**TASK INSTRUCTIONS**
Return all of the data exactly as written, without the pictures.

**DATA**
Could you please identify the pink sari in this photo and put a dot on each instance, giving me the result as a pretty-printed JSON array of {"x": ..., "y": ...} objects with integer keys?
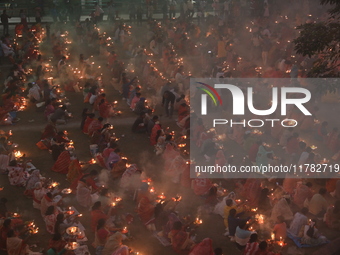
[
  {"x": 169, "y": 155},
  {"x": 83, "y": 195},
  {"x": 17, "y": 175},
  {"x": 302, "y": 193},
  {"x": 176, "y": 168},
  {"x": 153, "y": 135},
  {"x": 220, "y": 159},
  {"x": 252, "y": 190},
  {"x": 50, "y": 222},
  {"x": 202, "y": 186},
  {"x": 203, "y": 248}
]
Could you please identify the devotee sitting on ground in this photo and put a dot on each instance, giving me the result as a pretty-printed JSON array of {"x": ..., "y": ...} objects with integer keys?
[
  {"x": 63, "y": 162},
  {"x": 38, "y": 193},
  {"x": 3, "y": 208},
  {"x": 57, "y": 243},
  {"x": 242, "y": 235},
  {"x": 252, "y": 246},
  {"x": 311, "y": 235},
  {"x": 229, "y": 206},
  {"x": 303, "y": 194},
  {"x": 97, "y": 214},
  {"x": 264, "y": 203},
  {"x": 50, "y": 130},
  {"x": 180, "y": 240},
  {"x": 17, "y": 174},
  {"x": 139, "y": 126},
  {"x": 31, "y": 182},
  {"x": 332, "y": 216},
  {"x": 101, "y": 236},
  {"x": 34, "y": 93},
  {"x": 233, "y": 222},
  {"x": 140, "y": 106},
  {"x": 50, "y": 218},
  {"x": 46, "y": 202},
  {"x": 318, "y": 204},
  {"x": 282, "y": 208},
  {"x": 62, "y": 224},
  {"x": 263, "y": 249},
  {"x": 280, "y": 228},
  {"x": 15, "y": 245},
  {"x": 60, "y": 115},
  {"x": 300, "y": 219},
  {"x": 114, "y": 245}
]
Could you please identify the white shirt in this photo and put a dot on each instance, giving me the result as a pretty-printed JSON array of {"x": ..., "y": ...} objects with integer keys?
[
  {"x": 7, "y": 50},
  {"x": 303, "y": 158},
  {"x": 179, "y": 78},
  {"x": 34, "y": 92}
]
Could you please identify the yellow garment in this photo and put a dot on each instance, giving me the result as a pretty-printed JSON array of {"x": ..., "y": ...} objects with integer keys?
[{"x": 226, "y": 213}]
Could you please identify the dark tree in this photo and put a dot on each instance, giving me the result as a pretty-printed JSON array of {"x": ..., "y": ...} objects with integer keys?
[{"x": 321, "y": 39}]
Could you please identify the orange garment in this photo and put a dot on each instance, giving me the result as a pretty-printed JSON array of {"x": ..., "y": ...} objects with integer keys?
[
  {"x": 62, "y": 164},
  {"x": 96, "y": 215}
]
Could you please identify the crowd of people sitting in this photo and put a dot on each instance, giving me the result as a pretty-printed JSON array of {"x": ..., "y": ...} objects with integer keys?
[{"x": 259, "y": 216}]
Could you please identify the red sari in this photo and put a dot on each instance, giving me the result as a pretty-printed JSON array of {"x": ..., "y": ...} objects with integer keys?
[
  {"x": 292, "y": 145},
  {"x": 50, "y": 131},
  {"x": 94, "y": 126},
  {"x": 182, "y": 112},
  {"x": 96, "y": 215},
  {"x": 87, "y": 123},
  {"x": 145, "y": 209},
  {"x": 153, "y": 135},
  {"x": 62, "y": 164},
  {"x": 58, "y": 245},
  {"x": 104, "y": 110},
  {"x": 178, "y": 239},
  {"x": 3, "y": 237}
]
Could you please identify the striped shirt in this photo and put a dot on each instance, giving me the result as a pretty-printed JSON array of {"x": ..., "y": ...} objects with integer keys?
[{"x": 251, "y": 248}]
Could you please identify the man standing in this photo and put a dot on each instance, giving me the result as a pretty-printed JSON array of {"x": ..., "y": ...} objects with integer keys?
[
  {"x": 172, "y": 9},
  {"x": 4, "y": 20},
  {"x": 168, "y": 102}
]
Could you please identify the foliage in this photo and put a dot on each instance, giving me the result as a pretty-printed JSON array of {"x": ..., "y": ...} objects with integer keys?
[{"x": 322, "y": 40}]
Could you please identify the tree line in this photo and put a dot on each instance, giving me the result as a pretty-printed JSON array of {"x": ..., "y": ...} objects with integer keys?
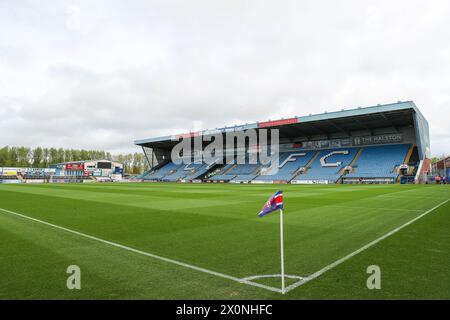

**RESULT OF THIS EXERCISE**
Could you please identify the pink sari in this photo and put a dot on each instance, giving me the result as a pretty-printed JSON array of {"x": ..., "y": ...} objects with integer keys?
[
  {"x": 169, "y": 155},
  {"x": 83, "y": 195},
  {"x": 17, "y": 175},
  {"x": 302, "y": 193},
  {"x": 176, "y": 168},
  {"x": 153, "y": 135},
  {"x": 220, "y": 159},
  {"x": 252, "y": 190},
  {"x": 50, "y": 222},
  {"x": 202, "y": 186},
  {"x": 203, "y": 248}
]
Could you please identify the devotee sitting on ground in this photo and put a dot on each instance, giving me the result as a pretty-printed JSON array of {"x": ..., "y": ...} objects with integer keys?
[
  {"x": 63, "y": 162},
  {"x": 38, "y": 193},
  {"x": 3, "y": 208},
  {"x": 57, "y": 243},
  {"x": 242, "y": 235},
  {"x": 252, "y": 246},
  {"x": 311, "y": 235},
  {"x": 229, "y": 206},
  {"x": 303, "y": 194},
  {"x": 97, "y": 214},
  {"x": 264, "y": 203},
  {"x": 50, "y": 130},
  {"x": 180, "y": 240},
  {"x": 17, "y": 174},
  {"x": 139, "y": 126},
  {"x": 31, "y": 182},
  {"x": 332, "y": 216},
  {"x": 101, "y": 236},
  {"x": 34, "y": 93},
  {"x": 233, "y": 222},
  {"x": 140, "y": 106},
  {"x": 50, "y": 218},
  {"x": 46, "y": 202},
  {"x": 318, "y": 204},
  {"x": 282, "y": 208},
  {"x": 62, "y": 224},
  {"x": 263, "y": 249},
  {"x": 280, "y": 228},
  {"x": 15, "y": 245},
  {"x": 60, "y": 115},
  {"x": 300, "y": 219},
  {"x": 114, "y": 245}
]
Could you please identify the white shirt in this photo and put a dot on each instance, giving me the result as a pretty-printed JSON array of {"x": ..., "y": ...} objects with integer keys?
[
  {"x": 7, "y": 50},
  {"x": 303, "y": 158},
  {"x": 179, "y": 78},
  {"x": 34, "y": 92}
]
Could you please identify the yellow garment in this photo and put a dot on each instance, giving me the result as a pretty-printed JSON array of {"x": ..., "y": ...} objects with integer keys?
[{"x": 226, "y": 213}]
Could you please identify the dark tree in this photo and put a dot on each instance, giving me the result as a pretty-printed JSON array of {"x": ..., "y": ...} objects with integer keys?
[{"x": 321, "y": 39}]
Could you please identify the orange garment in this photo and put a dot on each instance, giving me the result as a pretty-printed JSON array of {"x": ..., "y": ...} objects with integer keys?
[
  {"x": 62, "y": 164},
  {"x": 96, "y": 215}
]
Could you please identify the crowd of people sitting in this photo and put a dot on each instance, giving me the result as a pretty-printed JSON array of {"x": ..., "y": ...} objects with integer keys?
[{"x": 259, "y": 216}]
Could you please identify the red sari in this photo and put a dot on each instance, giving me the result as a pretty-printed JSON array of {"x": ..., "y": ...} objects with integer keys?
[
  {"x": 292, "y": 145},
  {"x": 50, "y": 131},
  {"x": 94, "y": 126},
  {"x": 182, "y": 112},
  {"x": 96, "y": 215},
  {"x": 87, "y": 123},
  {"x": 145, "y": 209},
  {"x": 153, "y": 135},
  {"x": 62, "y": 164},
  {"x": 58, "y": 245},
  {"x": 104, "y": 110},
  {"x": 178, "y": 239},
  {"x": 3, "y": 237}
]
Could you please identify the striped shirt in this photo and put a dot on each instance, giving me the result as a pretty-printed JSON array of {"x": ..., "y": ...} objects with integer keys?
[{"x": 251, "y": 248}]
Could you please identify the man standing in this photo and put a dot on each instance, giving me the result as a pretty-printed JSON array of {"x": ..., "y": ...} objects with integer keys?
[
  {"x": 172, "y": 9},
  {"x": 4, "y": 20},
  {"x": 168, "y": 102}
]
Could you please identify the foliage in this photo and put a dot on each instance, giving me the result as a pretty-printed JSON array of {"x": ..., "y": ...} objects with integer keys?
[{"x": 322, "y": 40}]
Could you please identify the tree line in this photo and put a dot on each instance, giving me the result as a pretty-printed JSON array of {"x": ..., "y": ...} objects with integer keys?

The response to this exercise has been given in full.